▶ [Given task] Word for word, repeat the lines of the records from the one containing "Annotation guideline: every instance of the puppy head" through the last line, both included.

▶ [Data provided]
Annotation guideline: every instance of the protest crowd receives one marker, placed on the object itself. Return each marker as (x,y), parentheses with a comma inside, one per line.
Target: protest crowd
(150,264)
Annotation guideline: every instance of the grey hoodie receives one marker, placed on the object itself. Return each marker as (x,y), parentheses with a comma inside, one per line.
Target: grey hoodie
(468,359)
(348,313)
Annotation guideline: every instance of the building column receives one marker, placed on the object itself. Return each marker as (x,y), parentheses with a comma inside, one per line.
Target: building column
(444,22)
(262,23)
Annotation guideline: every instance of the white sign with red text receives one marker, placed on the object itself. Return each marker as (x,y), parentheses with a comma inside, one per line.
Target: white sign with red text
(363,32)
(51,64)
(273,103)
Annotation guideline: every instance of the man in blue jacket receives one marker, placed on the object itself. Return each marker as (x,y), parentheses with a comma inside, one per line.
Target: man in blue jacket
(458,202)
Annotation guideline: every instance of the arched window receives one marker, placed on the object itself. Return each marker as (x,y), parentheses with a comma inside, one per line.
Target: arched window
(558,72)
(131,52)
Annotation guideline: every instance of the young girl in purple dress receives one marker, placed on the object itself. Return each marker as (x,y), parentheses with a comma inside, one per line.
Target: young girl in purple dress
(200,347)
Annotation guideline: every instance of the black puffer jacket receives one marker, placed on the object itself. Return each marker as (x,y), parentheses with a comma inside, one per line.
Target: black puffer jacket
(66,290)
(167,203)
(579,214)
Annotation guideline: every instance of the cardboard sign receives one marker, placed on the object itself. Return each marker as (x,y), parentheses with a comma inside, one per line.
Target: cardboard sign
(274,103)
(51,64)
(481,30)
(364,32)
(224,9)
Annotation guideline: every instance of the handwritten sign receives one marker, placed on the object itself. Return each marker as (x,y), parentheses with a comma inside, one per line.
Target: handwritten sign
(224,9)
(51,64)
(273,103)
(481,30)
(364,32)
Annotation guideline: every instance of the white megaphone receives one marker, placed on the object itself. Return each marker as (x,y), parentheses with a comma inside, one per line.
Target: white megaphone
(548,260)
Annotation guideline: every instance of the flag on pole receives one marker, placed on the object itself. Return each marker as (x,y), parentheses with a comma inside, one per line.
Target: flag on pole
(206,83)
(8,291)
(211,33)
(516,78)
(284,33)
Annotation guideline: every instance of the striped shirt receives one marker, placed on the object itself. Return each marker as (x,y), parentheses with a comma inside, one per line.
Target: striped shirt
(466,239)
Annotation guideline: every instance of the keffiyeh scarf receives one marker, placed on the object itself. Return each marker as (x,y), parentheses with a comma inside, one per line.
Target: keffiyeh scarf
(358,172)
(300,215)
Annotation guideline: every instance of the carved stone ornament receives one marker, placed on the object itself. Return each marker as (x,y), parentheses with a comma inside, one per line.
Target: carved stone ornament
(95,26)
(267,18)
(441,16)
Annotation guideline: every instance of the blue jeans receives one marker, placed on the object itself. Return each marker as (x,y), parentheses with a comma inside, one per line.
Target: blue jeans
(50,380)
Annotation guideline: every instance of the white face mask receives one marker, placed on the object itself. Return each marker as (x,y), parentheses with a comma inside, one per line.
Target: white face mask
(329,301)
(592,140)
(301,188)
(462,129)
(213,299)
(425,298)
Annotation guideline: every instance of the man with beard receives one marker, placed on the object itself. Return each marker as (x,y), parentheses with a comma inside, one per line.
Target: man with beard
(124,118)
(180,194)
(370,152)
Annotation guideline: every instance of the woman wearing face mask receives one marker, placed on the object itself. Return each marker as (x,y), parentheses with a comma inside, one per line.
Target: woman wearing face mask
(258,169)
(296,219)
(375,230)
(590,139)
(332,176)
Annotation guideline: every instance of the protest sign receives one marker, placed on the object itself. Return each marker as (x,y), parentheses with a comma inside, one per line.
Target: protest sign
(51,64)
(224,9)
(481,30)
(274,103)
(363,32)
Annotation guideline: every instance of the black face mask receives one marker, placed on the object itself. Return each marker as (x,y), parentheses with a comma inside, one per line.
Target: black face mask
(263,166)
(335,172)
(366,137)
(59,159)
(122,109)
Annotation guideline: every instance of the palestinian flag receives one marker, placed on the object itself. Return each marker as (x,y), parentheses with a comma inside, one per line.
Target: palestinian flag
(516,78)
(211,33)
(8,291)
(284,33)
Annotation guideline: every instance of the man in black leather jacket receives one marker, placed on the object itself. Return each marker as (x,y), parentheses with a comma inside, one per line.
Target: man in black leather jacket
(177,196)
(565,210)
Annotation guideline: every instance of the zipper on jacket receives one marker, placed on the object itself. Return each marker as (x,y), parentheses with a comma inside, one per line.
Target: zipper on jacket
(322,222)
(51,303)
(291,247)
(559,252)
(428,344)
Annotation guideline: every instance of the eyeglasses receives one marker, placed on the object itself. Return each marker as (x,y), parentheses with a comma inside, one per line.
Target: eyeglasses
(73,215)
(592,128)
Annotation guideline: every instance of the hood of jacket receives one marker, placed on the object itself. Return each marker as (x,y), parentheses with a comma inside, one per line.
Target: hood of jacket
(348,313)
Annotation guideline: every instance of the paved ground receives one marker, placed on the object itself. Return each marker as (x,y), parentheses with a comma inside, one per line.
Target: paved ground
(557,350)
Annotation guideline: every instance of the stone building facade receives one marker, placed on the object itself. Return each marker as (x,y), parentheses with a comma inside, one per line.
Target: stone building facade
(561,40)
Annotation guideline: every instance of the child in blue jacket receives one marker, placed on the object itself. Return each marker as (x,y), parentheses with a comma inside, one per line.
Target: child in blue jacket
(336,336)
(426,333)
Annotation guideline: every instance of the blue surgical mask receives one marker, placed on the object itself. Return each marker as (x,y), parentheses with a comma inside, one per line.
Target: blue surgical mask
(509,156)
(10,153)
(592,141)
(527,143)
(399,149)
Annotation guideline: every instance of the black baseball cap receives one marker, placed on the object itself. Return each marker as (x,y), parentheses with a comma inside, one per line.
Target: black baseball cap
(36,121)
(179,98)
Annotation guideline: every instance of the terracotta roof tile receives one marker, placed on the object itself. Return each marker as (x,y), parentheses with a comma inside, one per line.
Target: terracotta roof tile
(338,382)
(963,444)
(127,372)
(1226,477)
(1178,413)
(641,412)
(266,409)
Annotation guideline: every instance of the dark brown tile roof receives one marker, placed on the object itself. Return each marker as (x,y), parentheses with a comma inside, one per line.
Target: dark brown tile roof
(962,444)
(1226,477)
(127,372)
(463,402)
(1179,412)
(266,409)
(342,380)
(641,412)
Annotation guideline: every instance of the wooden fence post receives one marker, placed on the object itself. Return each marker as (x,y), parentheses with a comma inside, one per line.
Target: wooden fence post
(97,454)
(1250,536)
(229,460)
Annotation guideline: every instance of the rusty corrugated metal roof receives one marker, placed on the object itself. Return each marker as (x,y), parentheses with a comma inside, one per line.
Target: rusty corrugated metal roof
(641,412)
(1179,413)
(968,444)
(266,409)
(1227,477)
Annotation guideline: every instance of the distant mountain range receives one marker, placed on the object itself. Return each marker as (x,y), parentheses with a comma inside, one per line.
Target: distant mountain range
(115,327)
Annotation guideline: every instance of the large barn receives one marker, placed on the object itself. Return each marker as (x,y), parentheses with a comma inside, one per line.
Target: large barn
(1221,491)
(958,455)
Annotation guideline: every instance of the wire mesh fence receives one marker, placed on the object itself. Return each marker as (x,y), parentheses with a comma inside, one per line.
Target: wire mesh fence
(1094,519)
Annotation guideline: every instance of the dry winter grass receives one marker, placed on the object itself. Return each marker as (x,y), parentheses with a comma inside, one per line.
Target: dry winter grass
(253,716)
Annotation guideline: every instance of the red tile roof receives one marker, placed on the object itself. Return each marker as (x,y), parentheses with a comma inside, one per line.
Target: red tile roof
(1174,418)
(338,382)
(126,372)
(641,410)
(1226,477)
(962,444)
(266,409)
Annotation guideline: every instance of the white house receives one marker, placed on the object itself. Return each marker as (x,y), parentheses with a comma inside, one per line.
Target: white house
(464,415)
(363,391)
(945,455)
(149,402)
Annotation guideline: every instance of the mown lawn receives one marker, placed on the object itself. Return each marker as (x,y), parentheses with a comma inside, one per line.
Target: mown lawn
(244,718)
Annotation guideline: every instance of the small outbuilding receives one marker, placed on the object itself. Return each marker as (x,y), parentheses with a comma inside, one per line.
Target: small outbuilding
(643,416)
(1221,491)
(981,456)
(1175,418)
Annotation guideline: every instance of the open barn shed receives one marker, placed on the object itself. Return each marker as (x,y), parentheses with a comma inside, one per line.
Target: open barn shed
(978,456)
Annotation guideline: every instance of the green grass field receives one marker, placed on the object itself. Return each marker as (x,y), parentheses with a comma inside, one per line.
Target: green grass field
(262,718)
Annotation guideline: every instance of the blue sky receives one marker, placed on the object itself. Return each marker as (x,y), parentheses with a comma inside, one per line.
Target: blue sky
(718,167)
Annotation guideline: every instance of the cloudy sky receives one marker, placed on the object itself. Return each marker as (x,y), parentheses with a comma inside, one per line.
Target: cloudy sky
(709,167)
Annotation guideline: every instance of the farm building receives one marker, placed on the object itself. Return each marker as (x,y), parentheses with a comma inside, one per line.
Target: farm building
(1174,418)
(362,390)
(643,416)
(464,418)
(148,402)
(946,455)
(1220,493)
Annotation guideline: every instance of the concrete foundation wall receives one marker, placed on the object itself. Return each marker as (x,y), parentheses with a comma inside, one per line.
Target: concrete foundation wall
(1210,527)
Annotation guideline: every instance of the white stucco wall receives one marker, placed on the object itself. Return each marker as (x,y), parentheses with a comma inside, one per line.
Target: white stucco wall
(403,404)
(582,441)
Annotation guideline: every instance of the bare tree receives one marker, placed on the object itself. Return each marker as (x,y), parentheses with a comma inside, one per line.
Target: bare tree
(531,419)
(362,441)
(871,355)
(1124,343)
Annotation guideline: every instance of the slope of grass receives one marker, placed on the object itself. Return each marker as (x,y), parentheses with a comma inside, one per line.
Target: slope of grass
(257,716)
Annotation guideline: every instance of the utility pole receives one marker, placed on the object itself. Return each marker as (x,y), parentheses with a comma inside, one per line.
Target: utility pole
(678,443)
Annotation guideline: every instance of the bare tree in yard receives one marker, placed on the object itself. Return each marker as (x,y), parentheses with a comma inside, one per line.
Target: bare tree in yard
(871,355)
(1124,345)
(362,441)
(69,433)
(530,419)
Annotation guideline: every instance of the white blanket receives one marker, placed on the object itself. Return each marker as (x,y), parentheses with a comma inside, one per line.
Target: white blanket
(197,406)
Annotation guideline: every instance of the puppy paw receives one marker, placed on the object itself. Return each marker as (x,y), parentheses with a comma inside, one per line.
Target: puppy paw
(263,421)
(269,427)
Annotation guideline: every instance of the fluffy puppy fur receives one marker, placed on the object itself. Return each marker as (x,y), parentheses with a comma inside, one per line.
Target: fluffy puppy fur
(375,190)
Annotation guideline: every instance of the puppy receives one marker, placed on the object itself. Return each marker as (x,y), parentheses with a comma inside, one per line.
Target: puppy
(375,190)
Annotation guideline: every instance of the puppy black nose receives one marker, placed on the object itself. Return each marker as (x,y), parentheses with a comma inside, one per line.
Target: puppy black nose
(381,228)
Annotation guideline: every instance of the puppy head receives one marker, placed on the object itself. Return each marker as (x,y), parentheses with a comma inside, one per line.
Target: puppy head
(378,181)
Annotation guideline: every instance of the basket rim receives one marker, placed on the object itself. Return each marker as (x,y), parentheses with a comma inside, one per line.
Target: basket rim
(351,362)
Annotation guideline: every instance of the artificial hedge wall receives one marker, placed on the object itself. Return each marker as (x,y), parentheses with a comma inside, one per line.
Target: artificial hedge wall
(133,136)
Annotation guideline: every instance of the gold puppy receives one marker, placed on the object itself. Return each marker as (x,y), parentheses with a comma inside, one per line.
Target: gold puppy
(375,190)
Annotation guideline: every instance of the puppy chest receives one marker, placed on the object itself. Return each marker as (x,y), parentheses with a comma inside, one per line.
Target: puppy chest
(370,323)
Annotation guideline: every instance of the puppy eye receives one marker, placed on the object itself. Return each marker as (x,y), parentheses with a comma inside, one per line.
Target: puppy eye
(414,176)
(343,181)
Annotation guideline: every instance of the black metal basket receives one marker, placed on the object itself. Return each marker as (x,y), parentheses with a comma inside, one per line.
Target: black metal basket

▶ [Solution for this exercise]
Annotation guideline: every instance of the puppy head receives one marker, placed on the object itself. Return each marker as (x,y), parentheses with a comma inside, one per line.
Target: puppy head
(378,181)
Annotation guideline: every instance of the basket rim receives one marker, placed on the object itself. Return each marker as (x,y), parentheses with a comma inside, one per line.
Target: basket rim
(351,362)
Annotation guideline: every instance of the artificial hedge wall receives one marker, placed on the object itself. Return each marker as (x,y), parentheses with a comma inside, one per line.
Target: artificial hedge wall
(133,136)
Annotation guideline: every instance of the gold puppy receives one marker, placed on the object itself. Return each marker as (x,y), parentheses with a comma inside, one per line.
Target: gold puppy
(375,190)
Annotation guideline: every instance of the puppy chest receives one marker, placed on the object itself. Return each marker as (x,y), parentheses with a comma inside, one per line.
Target: puppy chest
(370,323)
Annotation guideline: every instance of the puppy eye receives one marker, placed on the object itself. Return each marker as (x,y), parentheses with a comma inside, one per line.
Target: puppy eye
(414,176)
(343,181)
Annotation guideline: every instance of the black metal basket receives one marker, placed on the object itself. Return each marker as (x,y), parentheses with a comma inside, one per line.
Target: black metal basket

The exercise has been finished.